Citation : 2013 Latest Caselaw 2849 Del
Judgement Date : 9 July, 2013

Delhi High Court
Santoshi Devi vs Attar Singh & Others on 9 July, 2013
Author: Manmohan
                                                                                    #8-9
$~
*       IN THE HIGH COURT OF DELHI AT NEW DELHI

8.
+       W.P.(C) 1486/2012 & C.M. APPL. 3286/2012

        BIJENDER KUMAR AND ANR     ..... Petitioners
                     Through Mr. N.S. Dalal, Advocate
                               versus
        ATTAR SINGH AND ANR                   ..... Respondents
                     Through                  Mr. Sunil Chauhan, Advocate
                                              for R-1.
                                              Mr. Mukesh Sharma, Advocate for
                                              Mr. Jagdeep Sharma, Advocate for
                                              R-2.

                                           AND

9.
+       W.P.(C) 2027/2012 & C.M. APPL. 4363/2012

        SANTOSHI DEVI                         ..... Petitioner
                               Through        Mr. N.S. Dalal, Advocate
                               versus
        ATTAR SINGH & OTHERS                  ..... Respondents
                     Through                  Mr. Sunil Chauhan, Advocate

%                                       Date of Decision: 9th July, 2013

CORAM:
HON'BLE MR. JUSTICE MANMOHAN

                                  JUDGMENT

MANMOHAN, J: (Oral)

1. Present two writ petitions have been filed under Article 226 of the Constitution of India. While W.P.(C) 1486/2012 has been filed by the grandsons of the recorded bhumidar Mr. Chabilla Ram, W.P.(C) 2027/2012 has been filed by the wife of one of the sons of Mr. Chabilla Ram. It is pertinent to mention that petitioners have challenged the orders dated 31st October, 2012 passed by the Financial Commissioner, Delhi whereby revision petitions filed by the petitioners against the orders dated 21st April, 2006 passed by the Additional Collector (West), were dismissed.

**RECORDS SUPPLIED:**
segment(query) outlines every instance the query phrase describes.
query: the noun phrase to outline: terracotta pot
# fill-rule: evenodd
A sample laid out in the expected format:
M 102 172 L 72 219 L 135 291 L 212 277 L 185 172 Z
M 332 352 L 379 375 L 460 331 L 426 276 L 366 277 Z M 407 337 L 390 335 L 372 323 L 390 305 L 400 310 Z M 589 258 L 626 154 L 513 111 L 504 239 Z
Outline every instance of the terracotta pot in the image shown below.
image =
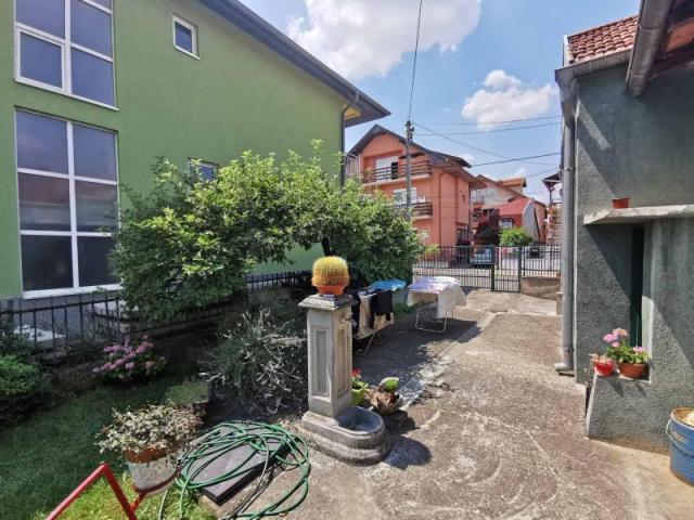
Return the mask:
M 601 376 L 612 376 L 613 372 L 615 372 L 615 364 L 612 361 L 607 363 L 593 363 L 593 368 Z
M 629 206 L 631 206 L 631 198 L 629 197 L 612 199 L 613 209 L 627 209 Z
M 333 296 L 342 296 L 345 292 L 345 285 L 317 285 L 319 295 L 333 295 Z
M 646 366 L 645 363 L 619 363 L 619 374 L 629 379 L 641 379 Z

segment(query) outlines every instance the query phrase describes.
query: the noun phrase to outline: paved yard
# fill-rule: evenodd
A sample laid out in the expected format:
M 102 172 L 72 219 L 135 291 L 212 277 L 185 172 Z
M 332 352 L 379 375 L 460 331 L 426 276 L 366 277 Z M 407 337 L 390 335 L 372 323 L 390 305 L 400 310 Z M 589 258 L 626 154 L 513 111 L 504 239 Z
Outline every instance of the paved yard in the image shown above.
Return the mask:
M 478 291 L 470 308 L 496 312 L 451 342 L 425 393 L 388 421 L 387 459 L 356 468 L 312 451 L 308 498 L 290 518 L 694 518 L 694 489 L 666 456 L 584 438 L 583 390 L 552 367 L 553 302 Z

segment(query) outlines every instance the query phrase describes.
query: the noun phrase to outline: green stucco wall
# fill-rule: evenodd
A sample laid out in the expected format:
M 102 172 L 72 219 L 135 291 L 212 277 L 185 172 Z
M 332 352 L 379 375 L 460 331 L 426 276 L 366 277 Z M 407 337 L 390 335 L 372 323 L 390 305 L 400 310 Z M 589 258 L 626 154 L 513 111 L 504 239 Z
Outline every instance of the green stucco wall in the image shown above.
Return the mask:
M 156 156 L 223 165 L 245 150 L 307 155 L 312 139 L 323 140 L 335 168 L 345 100 L 333 90 L 195 1 L 114 4 L 118 110 L 15 82 L 14 2 L 0 0 L 0 297 L 22 291 L 16 107 L 117 131 L 119 181 L 137 190 L 151 185 Z M 172 14 L 197 26 L 200 60 L 174 48 Z M 288 269 L 313 256 L 297 258 Z

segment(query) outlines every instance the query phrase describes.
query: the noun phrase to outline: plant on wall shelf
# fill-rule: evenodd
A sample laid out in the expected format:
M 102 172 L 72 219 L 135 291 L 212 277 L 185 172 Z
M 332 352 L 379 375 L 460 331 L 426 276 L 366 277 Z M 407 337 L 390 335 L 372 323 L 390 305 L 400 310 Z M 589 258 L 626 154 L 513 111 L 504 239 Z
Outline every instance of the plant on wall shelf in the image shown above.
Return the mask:
M 627 330 L 615 328 L 603 337 L 603 341 L 609 344 L 607 358 L 617 363 L 622 376 L 631 379 L 643 377 L 648 366 L 648 353 L 643 347 L 631 346 Z

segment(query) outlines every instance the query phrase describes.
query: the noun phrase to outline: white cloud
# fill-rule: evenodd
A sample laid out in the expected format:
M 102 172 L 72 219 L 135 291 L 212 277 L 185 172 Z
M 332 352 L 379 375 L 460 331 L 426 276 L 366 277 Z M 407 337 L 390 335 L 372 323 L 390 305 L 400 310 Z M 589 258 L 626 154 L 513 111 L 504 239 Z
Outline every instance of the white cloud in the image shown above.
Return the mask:
M 556 88 L 551 83 L 532 87 L 503 70 L 490 72 L 484 86 L 465 100 L 461 112 L 464 118 L 474 119 L 483 130 L 494 128 L 490 122 L 547 114 L 556 100 Z
M 293 17 L 287 34 L 350 79 L 385 76 L 414 51 L 416 0 L 305 0 L 307 15 Z M 481 0 L 427 0 L 420 49 L 455 50 L 477 27 Z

**TASK STATEMENT:**
Please rewrite the part of the judgment that opens with the words containing "1. Present two" and closes with "(West), were dismissed.", putting "Revenue Commissioner" in place of "Financial Commissioner".

**FINISHED ANSWER:**
1. Present two writ petitions have been filed under Article 226 of the Constitution of India. While W.P.(C) 1486/2012 has been filed by the grandsons of the recorded bhumidar Mr. Chabilla Ram, W.P.(C) 2027/2012 has been filed by the wife of one of the sons of Mr. Chabilla Ram. It is pertinent to mention that petitioners have challenged the orders dated 31st October, 2012 passed by the Revenue Commissioner, Delhi whereby revision petitions filed by the petitioners against the orders dated 21st April, 2006 passed by the Additional Collector (West), were dismissed.